Exercise requirements – Reproduce the data below with every occurrence of "gravestone" replaced by "headstone", leaving all other text unchanged. Omit the pictures from your answer.

══════

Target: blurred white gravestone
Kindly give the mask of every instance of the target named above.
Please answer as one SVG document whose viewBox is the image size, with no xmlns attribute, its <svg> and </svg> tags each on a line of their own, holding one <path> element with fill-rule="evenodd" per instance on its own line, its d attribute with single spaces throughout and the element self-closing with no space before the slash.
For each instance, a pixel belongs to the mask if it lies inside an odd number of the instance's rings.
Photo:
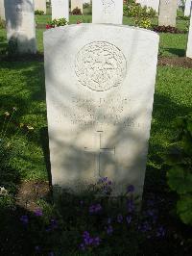
<svg viewBox="0 0 192 256">
<path fill-rule="evenodd" d="M 190 13 L 191 13 L 191 0 L 186 0 L 184 6 L 184 16 L 190 16 Z"/>
<path fill-rule="evenodd" d="M 36 53 L 34 0 L 6 0 L 5 13 L 9 43 L 19 53 Z"/>
<path fill-rule="evenodd" d="M 188 34 L 187 48 L 186 48 L 186 57 L 192 59 L 192 14 L 191 14 L 191 18 L 190 18 L 190 27 L 189 27 L 189 34 Z"/>
<path fill-rule="evenodd" d="M 122 24 L 123 0 L 92 0 L 92 23 Z"/>
<path fill-rule="evenodd" d="M 0 17 L 5 19 L 5 7 L 4 7 L 4 0 L 0 0 Z"/>
<path fill-rule="evenodd" d="M 53 0 L 52 0 L 53 1 Z M 46 8 L 46 0 L 34 0 L 35 3 L 35 11 L 43 11 L 46 14 L 47 8 Z"/>
<path fill-rule="evenodd" d="M 69 1 L 52 0 L 52 20 L 65 18 L 69 21 Z"/>
<path fill-rule="evenodd" d="M 176 26 L 178 0 L 160 0 L 158 26 Z"/>
<path fill-rule="evenodd" d="M 78 192 L 99 177 L 141 195 L 154 101 L 157 34 L 81 24 L 44 33 L 53 185 Z"/>
<path fill-rule="evenodd" d="M 71 0 L 71 12 L 79 8 L 83 13 L 83 0 Z"/>
<path fill-rule="evenodd" d="M 159 0 L 136 0 L 136 3 L 140 4 L 142 7 L 151 7 L 158 13 Z"/>
</svg>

══════

Answer to this exercise –
Target: blurred white headstone
Kindly give the mask of every instance of the target named above.
Please answer as one SVG document whose viewBox is the image size, with no xmlns attribute, its <svg> and </svg> tags each on a line of their own, holding one <path> element with fill-rule="evenodd" per instance on its own line, its d attribute with single spaces throughout and the element self-closing with no space before the slash.
For each instance, a pixel belongs to the mask if it lies inside an odd number of the instance's rings.
Photo:
<svg viewBox="0 0 192 256">
<path fill-rule="evenodd" d="M 190 13 L 191 13 L 191 0 L 186 0 L 184 6 L 184 16 L 190 16 Z"/>
<path fill-rule="evenodd" d="M 36 53 L 34 0 L 6 0 L 5 13 L 9 43 L 19 53 Z"/>
<path fill-rule="evenodd" d="M 188 34 L 187 48 L 186 48 L 186 57 L 192 59 L 192 14 L 191 14 L 191 18 L 190 18 L 190 27 L 189 27 L 189 34 Z"/>
<path fill-rule="evenodd" d="M 122 24 L 123 0 L 92 0 L 92 23 Z"/>
<path fill-rule="evenodd" d="M 0 17 L 5 19 L 5 7 L 4 7 L 4 0 L 0 0 Z"/>
<path fill-rule="evenodd" d="M 53 0 L 52 0 L 53 1 Z M 46 8 L 46 0 L 34 0 L 35 3 L 35 11 L 43 11 L 46 14 L 47 8 Z"/>
<path fill-rule="evenodd" d="M 69 1 L 52 0 L 52 20 L 65 18 L 69 21 Z"/>
<path fill-rule="evenodd" d="M 176 26 L 178 0 L 160 0 L 158 26 Z"/>
<path fill-rule="evenodd" d="M 78 192 L 99 177 L 141 195 L 154 101 L 157 34 L 81 24 L 44 33 L 53 185 Z"/>
<path fill-rule="evenodd" d="M 71 0 L 71 12 L 79 8 L 83 13 L 83 0 Z"/>
<path fill-rule="evenodd" d="M 159 0 L 136 0 L 136 3 L 140 4 L 142 7 L 151 7 L 158 13 Z"/>
</svg>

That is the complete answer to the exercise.